* start Input data *
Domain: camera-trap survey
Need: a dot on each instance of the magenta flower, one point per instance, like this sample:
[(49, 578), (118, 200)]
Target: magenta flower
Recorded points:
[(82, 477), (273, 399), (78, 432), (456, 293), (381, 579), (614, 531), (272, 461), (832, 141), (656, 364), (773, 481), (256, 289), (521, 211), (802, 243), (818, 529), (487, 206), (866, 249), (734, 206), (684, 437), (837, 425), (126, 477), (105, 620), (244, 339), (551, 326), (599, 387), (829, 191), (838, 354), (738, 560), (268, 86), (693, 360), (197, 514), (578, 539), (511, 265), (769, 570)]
* end Input data *
## [Given task]
Could you write out all the rows above again, requests included, offsetting every coordinate in the recorded points by -75 while leaving the sample points in the requests unchanged?

## [Response]
Domain: camera-trap survey
Need: a dot on each instance of the magenta flower, one point per instance, like this sample:
[(49, 578), (118, 200)]
Target: magenta flower
Recorded points:
[(7, 402), (198, 324), (3, 357), (381, 218), (306, 504), (539, 456), (197, 386), (757, 66), (581, 289), (698, 406), (181, 214), (446, 136), (727, 168), (743, 454), (412, 131), (791, 174), (659, 131), (609, 362), (762, 350), (51, 402), (30, 545), (169, 264), (476, 251), (524, 312), (754, 116), (763, 279), (663, 485), (193, 11), (618, 285), (122, 439), (503, 464), (436, 190), (694, 495)]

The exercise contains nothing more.